| Material for this exercise |
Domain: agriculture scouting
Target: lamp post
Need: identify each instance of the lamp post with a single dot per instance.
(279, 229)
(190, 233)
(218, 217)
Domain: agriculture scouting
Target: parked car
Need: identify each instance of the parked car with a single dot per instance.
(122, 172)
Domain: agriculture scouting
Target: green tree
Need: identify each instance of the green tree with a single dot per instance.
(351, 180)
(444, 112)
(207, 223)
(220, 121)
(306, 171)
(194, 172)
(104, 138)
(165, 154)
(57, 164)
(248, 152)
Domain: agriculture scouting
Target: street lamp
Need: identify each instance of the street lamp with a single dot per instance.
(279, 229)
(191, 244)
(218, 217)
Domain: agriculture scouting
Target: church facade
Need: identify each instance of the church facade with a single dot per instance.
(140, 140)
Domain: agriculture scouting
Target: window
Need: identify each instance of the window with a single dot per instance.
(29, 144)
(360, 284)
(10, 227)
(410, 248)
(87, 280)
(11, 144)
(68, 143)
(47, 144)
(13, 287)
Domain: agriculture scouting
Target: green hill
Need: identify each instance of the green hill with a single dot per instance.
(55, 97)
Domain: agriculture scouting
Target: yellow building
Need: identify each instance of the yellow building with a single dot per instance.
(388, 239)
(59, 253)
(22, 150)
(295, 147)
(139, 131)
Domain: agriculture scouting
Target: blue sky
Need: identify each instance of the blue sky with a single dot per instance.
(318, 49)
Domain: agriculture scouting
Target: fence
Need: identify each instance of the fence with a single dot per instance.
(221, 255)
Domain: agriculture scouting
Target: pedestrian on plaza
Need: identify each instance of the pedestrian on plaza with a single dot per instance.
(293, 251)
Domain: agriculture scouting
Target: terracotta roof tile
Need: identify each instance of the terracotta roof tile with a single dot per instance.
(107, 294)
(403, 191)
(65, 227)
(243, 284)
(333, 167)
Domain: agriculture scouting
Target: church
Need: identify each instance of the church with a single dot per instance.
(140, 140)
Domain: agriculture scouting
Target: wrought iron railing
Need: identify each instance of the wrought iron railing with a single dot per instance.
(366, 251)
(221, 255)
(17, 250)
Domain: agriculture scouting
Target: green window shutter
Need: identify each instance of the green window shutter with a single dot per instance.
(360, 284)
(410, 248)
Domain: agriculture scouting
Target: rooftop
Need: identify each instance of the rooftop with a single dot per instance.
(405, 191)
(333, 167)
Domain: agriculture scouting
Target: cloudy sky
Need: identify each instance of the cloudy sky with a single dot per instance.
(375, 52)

| What you will do |
From top to bottom, reproduce the material exactly.

| Answer box |
Domain: agriculture scouting
Target: lamp post
Need: identify each instance of the lamp post with a single dot per instance.
(279, 229)
(190, 233)
(218, 217)
Domain: agriculture scouting
Target: parked car
Need: identify each instance of the parked car with a single dot per instance.
(122, 172)
Domain: agriculture scouting
Target: green tree
Need: identify each instance of the green tree with a single dot per instance.
(351, 180)
(444, 112)
(207, 223)
(220, 121)
(306, 171)
(194, 172)
(104, 138)
(165, 154)
(57, 164)
(248, 152)
Domain: agriculture scouting
Target: street lamp
Need: identify each instance of the street lamp with a single dot per instance.
(279, 229)
(191, 244)
(218, 217)
Domain: agriculture scouting
Target: church facade
Need: identify each instance of the church facade with a single dot per instance.
(140, 140)
Domain: agriculture scouting
Target: window
Need: identify each instance of the window with a single dot per instance.
(29, 144)
(360, 284)
(10, 227)
(410, 248)
(87, 280)
(11, 144)
(68, 143)
(47, 144)
(13, 287)
Domain: agriculture scouting
Target: green hill
Need: identify each instance of the green hill with a single dot per instance.
(55, 97)
Domain: agriculture scouting
Target: yellow building
Need: identify each instance of the yellow building with a single dot per instance.
(388, 239)
(59, 253)
(22, 150)
(295, 147)
(139, 131)
Domain: agriculture scouting
Target: blue sky
Need: identify each instance of the blue sky with a single dot per instance.
(318, 49)
Domain: agriculture scouting
Target: fence
Need: identify each instance of the fence with a single dot per instance.
(221, 255)
Domain: agriculture scouting
Target: pedestrian on plaza
Need: identify each instance of the pedestrian on plaza with a single dot per instance.
(293, 251)
Domain: agriculture scouting
Target: terracotta roof tile
Need: identify each instance of the terracotta roof tile with a single dot per instance.
(107, 294)
(403, 191)
(65, 227)
(243, 284)
(333, 167)
Domain: agriculture scouting
Target: church
Need: identify each instance of the church with a single dot per instance.
(140, 140)
Domain: agriculture scouting
Target: wrought iron railing
Need: identify each instance of the wrought iron railing with a single dot per instance.
(366, 251)
(221, 255)
(17, 250)
Domain: agriculture scouting
Target: green window shutter
Need: identify each instance of the green window shutter with a single dot per instance.
(360, 284)
(410, 248)
Domain: agriculture scouting
Target: rooftop
Need: identify each instance of the rooftop with a single dot per instance.
(405, 191)
(333, 167)
Domain: agriculture scouting
Target: cloudy sky
Need: identify each instance of the cloudy sky with a single dot per instance.
(375, 52)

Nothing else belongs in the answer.